Requirements:
Copy every one of the records below word for word, and leave out the pictures.

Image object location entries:
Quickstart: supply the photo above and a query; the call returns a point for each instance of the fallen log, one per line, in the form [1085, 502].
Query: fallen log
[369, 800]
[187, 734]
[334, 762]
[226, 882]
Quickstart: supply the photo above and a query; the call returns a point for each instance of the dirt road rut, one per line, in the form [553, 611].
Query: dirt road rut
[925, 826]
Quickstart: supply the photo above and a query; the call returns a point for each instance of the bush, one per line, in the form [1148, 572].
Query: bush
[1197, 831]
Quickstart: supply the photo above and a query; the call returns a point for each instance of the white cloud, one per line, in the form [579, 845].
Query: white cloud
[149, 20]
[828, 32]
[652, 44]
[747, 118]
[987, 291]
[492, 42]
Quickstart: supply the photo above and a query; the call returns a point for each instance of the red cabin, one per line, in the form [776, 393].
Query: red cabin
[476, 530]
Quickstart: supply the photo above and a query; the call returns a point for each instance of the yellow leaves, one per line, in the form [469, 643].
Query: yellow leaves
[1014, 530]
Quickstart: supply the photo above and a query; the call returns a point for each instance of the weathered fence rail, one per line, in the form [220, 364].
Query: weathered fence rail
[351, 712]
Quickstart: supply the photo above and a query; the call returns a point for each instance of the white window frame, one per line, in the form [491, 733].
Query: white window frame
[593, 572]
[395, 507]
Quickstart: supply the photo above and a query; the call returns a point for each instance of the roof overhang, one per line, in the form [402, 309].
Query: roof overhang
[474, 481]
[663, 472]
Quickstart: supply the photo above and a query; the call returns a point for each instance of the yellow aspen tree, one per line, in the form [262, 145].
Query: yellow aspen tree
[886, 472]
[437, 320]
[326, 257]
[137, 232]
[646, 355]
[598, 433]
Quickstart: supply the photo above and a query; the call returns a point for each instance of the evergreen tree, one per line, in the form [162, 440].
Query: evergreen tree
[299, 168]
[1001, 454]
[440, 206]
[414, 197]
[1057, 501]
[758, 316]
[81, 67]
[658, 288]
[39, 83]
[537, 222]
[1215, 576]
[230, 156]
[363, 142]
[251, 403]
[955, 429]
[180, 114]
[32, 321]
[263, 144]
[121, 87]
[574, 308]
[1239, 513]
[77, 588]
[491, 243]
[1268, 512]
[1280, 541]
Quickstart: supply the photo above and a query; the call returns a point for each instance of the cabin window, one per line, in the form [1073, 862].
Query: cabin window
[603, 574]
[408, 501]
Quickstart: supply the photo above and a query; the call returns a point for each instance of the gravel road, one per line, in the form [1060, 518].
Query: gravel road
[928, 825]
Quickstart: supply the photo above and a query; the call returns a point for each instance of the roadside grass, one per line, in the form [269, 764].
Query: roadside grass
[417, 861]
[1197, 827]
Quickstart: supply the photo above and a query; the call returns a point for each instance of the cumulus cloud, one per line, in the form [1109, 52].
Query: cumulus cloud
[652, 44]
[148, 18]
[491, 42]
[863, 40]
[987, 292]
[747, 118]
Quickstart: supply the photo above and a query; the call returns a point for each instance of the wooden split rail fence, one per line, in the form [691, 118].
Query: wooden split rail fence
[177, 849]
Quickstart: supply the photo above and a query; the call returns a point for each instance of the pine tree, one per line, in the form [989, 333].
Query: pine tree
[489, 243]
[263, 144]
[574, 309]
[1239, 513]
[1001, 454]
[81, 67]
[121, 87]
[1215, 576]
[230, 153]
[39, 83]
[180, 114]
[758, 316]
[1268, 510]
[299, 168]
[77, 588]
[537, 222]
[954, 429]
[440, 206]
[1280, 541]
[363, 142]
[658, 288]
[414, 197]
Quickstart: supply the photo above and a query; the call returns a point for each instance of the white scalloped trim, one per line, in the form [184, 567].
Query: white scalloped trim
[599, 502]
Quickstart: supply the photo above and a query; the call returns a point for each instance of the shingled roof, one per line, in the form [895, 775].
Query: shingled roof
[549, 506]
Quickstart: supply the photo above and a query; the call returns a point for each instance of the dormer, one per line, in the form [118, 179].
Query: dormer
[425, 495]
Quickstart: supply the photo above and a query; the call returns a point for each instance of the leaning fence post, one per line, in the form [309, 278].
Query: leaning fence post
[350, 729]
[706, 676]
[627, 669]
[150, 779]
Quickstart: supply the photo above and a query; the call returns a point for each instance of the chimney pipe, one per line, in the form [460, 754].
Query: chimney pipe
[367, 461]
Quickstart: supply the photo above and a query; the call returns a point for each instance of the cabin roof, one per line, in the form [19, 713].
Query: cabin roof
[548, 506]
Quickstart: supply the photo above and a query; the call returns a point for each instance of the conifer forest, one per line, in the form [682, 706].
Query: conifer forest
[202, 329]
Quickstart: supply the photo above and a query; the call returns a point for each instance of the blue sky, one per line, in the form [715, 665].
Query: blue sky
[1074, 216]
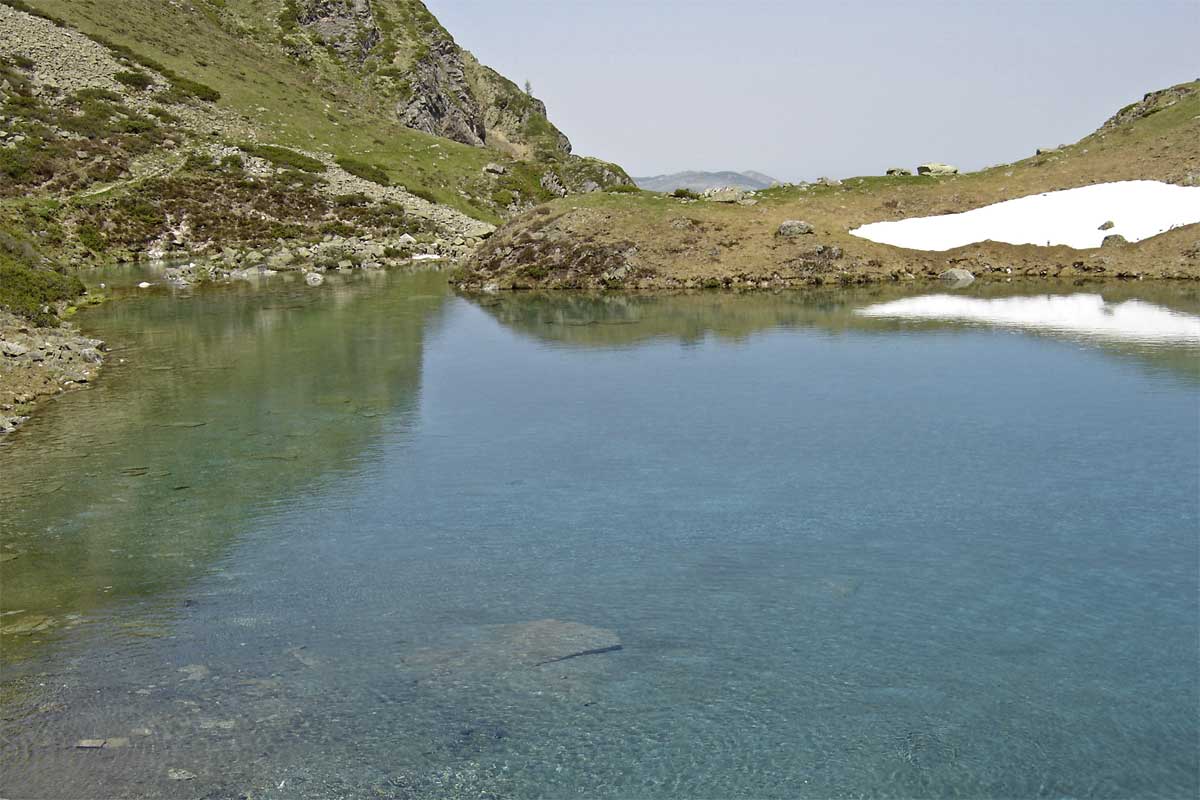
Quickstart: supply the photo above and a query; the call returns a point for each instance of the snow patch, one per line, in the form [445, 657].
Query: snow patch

Exercise result:
Quickstart: supply the photo above and a query; the call returns a point for each instance of the fallen log, one per line, in the form [1085, 502].
Query: fallen log
[369, 800]
[187, 734]
[334, 762]
[226, 882]
Quickstart: supply the photo above and a query; the call returns a point for each instance of the dirt road rut, one per line, in the form [553, 611].
Query: dirt road rut
[925, 826]
Quickstart: supply the photo above and a query; the call returns a point for each instance of the bush, one per line, in the form [1148, 572].
Query: bush
[1197, 831]
Quickstart: supply the photo above and a query; the call returns a point for each instance of the white cloud, one per line, in the form [579, 845].
Query: white cloud
[149, 20]
[828, 32]
[652, 44]
[747, 118]
[987, 291]
[492, 42]
Quickstart: supply the photo above and a query; the call returns a point for each instance of the red cabin, one per line, in the form [776, 393].
Query: red cabin
[476, 530]
Quickstart: supply the photo above and a query; the call returns a point for each instance of the yellow leaves, one per line, in the form [469, 643].
Query: yellow leaves
[1014, 530]
Quickstart: supply the photo above and a query; the call returns a point for each instance of the weathered fence rail, one per line, in the form [220, 364].
Query: weathered fence rail
[351, 712]
Quickstart: supply the photo above and a query; the call returns a point for each instance of the white window frame, one per line, in the form [491, 733].
Query: white window frame
[593, 572]
[395, 507]
Quickstart: supply the photo above and a query; the call returns a point for each instance of the roof overhang, one per line, in the form [402, 309].
Query: roof overhang
[474, 481]
[663, 472]
Quickstart: supply the photo above and a query; the call returns a point for each instance of the yellow aspen tree, one per line, in the form [262, 145].
Query: yellow aspen tree
[886, 472]
[437, 320]
[326, 257]
[137, 232]
[646, 355]
[598, 433]
Quickstart: supply the photo above and a query; the call returns a point for each instance of the evergreen tree, one per line, in the form [162, 440].
Query: evergreen tree
[299, 168]
[1001, 454]
[440, 206]
[414, 197]
[1057, 501]
[758, 316]
[81, 67]
[658, 288]
[39, 83]
[537, 222]
[1215, 576]
[230, 156]
[363, 142]
[251, 403]
[955, 429]
[180, 114]
[32, 321]
[263, 144]
[121, 87]
[574, 308]
[1239, 513]
[77, 588]
[491, 243]
[1268, 512]
[1280, 541]
Quickstart: supply the photo above and a query; the call returns a point for each instance of the cabin window, one per line, in the form [1073, 862].
Query: cabin window
[603, 574]
[408, 501]
Quickstart: supply the photo above and a query; the call returns a point for each instance of the gravel road, one per line, in the form [1060, 518].
Query: gravel road
[928, 825]
Quickstart: supply the photo above and a query; the call returns a point for each instance of the roadside grass, one per line, in the form [269, 764].
Query: roadside grass
[417, 861]
[1197, 827]
Quickstart: supply the photo above and a query; the call returns a point for each instance of the cumulus cloud, one per line, in the form [1109, 52].
Query: cumulus cloud
[652, 44]
[148, 18]
[491, 42]
[863, 40]
[987, 292]
[747, 118]
Quickstart: supply the photo above and a query; the call returns a point for each instance of the wooden split rail fence, one per line, in the form [691, 118].
Query: wooden split rail fence
[177, 849]
Quickstart: supply the photo above and a query; the call returns a point for each instance of the pine tree, one per line, in the form [989, 333].
Query: pine tree
[489, 243]
[263, 144]
[574, 309]
[1239, 513]
[1001, 454]
[81, 67]
[121, 87]
[1215, 576]
[230, 153]
[39, 83]
[180, 114]
[758, 316]
[1268, 510]
[299, 168]
[77, 588]
[537, 222]
[954, 429]
[440, 206]
[1280, 541]
[363, 142]
[658, 288]
[414, 197]
Quickstart: supply the photo above and a query; the call returns a point for each instance of the white scalloped trim, one per line, in the form [184, 567].
Query: white scalloped trim
[599, 502]
Quickstart: supply the photo above and a query; the call returns a point for each instance of the shingled roof, one per line, in the form [895, 775].
Query: shingled roof
[549, 506]
Quickstart: supply the photo above and a query; the call returns a point for each instance of the dormer, one per line, in the form [118, 179].
Query: dormer
[425, 495]
Quickstart: supply the photo above and a query; the call returns a point for each instance of the leaning fence post, one per line, in the form [309, 278].
Query: leaning fence post
[350, 729]
[706, 676]
[627, 669]
[150, 779]
Quickstart: supply the photo above and a query; the call returns a point for each instance of the chimney pipe, one per line, in the form [460, 754].
Query: chimney pipe
[367, 461]
Quickstart: supply the photo above and a query; the call returns a point for each instance of the cabin roof, one per line, in the form [19, 713].
Query: cabin roof
[548, 506]
Quickstart: supply the photo above and a query; the call returns a point for each instance of the conifer forest, one per line, in the form [682, 706].
Query: conifer forest
[202, 329]
Quickstart: supply the photo above and a query; the call returns a point for each instance of the blue sky, one per line, in the form [715, 665].
Query: blue sky
[1074, 216]
Quickstart: supply the photo above and a query; the call returns a point for each instance of the snow patch, one per line, in the form [445, 657].
Query: snow patch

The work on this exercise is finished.